***** Testo del documento *****
Tutta la serie ruota attorno alla presunta colpevolezza o innocenza della sedicenne irlandese, indagata tramite l’intervento del dottor Simon Jordan (Edward Holcroft), medico specializzato in malattie mentali: Grace Marks infatti, dopo essere stata convinta dal suo avvocato a raccontare una versione falsa della vicenda durante il processo, dichiarerà fino all’ultimo di non ricordare niente. Un comitato di fedeli metodisti guidati dal reverendo Verrenger (David Cronenberg), sostenitori di Grace, chiederanno al dr. Jordan di sottoporla ad un numero di sedute utili a dimostrarne l’innocenza. Attraverso un viaggio nei ricordi della ragazza, veniamo a conoscenza della sua vita prima che partisse per il Canada, delle violenze subite dal padre, del suo primo lavoro come servant e della sua amicizia con la ribelle e carismatica Mary Whitney (Rebbeca Liddiard), fino al trasferimento in casa Kinnear.

It’s a man’s man’s man’s world

Grace così ci racconta, in prima persona, la storia della sua vita, perlopiù lavorativa: mentre continua a cucire la sua trapunta, espone quasi con distacco la storia di una ragazza che cerca di barcamenarsi alla bene e meglio per poter vivere in modo accettabile una esistenza normale, se non fosse per alcuni strani sussurri e alcuni sogni ed episodi di sonnambulismo che iniziano a farci storcere il naso.

Scopriamo anche che lei e tutte le donne che hanno fatto parte della sua vita, oltre ad avere la stessa estrazione sociale, condividono anche una situazione di inferiorità che sfocia nella violenza, sessuale e non, da parte degli uomini che le circondano.
Viene così tratteggiato il mostro protagonista di quest’horror: la società patriarcale, di volta in volta rappresentata da persone autoritarie (padre, padrone di casa, dottore) e istituzioni (la prigione e il manicomio), che reprime, violenta, ingabbia le donne, in questo caso Grace.
***** Estratti delle righe *****
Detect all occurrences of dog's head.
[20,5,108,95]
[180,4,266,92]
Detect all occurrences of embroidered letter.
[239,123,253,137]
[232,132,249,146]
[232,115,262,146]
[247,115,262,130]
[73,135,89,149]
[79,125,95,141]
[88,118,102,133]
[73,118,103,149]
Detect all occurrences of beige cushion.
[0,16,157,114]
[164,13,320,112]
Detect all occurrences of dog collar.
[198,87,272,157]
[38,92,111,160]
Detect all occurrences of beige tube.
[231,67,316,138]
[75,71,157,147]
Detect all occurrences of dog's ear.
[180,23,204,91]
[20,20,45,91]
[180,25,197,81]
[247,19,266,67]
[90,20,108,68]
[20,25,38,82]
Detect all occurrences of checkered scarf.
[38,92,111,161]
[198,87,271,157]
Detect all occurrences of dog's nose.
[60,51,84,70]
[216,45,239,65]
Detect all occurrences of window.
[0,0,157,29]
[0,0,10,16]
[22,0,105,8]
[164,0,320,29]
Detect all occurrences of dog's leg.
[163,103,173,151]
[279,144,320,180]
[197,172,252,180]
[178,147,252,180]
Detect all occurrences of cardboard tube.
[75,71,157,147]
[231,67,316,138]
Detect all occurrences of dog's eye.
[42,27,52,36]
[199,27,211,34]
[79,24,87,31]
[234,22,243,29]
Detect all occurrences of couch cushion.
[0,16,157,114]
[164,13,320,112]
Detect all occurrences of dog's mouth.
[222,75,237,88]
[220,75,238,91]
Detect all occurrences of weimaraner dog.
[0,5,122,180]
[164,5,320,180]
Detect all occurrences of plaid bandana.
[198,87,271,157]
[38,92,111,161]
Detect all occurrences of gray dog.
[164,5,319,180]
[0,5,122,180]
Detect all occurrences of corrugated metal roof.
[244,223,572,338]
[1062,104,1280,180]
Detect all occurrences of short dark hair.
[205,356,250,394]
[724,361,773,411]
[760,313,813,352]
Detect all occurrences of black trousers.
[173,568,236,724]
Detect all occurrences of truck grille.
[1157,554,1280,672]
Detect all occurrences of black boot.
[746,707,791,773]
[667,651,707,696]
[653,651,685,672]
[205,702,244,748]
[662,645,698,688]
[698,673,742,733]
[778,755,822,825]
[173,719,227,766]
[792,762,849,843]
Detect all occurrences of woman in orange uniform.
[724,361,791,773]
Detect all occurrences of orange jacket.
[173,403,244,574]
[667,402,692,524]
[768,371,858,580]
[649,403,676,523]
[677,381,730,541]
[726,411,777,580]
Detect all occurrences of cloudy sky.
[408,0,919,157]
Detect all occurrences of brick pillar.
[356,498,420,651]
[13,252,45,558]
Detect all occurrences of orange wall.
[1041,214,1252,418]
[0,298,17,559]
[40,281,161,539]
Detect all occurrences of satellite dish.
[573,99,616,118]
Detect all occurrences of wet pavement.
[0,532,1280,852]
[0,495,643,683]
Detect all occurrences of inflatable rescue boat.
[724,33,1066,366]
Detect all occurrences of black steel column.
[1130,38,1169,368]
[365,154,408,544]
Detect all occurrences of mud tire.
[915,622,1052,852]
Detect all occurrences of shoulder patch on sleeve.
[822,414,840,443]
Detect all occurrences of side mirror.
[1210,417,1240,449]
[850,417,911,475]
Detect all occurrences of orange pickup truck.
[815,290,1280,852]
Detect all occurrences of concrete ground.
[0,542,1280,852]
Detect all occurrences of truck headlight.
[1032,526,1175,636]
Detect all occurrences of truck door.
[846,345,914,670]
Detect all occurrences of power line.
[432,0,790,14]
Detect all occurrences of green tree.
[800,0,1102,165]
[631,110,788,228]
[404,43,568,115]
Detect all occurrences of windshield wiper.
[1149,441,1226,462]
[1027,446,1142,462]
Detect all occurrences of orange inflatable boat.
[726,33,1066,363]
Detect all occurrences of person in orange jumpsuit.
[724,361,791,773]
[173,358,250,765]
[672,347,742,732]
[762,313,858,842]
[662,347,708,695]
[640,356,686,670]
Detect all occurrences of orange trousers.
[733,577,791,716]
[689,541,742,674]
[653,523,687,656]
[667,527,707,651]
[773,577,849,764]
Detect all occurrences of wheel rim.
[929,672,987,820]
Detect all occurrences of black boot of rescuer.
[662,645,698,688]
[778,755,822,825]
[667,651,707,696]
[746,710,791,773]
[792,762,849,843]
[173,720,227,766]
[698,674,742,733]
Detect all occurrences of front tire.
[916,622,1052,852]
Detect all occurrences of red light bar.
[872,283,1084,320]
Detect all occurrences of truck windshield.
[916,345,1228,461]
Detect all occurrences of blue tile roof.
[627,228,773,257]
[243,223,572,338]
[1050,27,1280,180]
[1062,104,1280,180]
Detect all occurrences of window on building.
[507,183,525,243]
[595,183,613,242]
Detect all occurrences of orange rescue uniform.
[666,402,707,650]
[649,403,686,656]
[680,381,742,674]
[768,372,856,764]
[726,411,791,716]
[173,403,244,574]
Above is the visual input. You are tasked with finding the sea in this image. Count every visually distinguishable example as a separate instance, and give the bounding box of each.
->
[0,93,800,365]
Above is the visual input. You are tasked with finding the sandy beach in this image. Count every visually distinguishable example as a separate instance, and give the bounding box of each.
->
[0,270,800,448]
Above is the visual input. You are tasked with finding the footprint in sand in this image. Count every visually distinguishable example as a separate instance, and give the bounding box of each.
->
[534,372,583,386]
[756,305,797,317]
*****
Requisiti del problema:
Per favore, rispondi a queste domande sul testo relativo alla serie:
1. Chi guida il comitato di fedeli metodisti che sostiene Grace?
2. Che cosa continua a fare Grace mentre racconta la storia della sua vita?
3. Quali istituzioni rappresentano la società patriarcale?

Risultato:
1. Il reverendo Verrenger.
2. Continua a cucire la sua trapunta.
3. La prigione e il manicomio.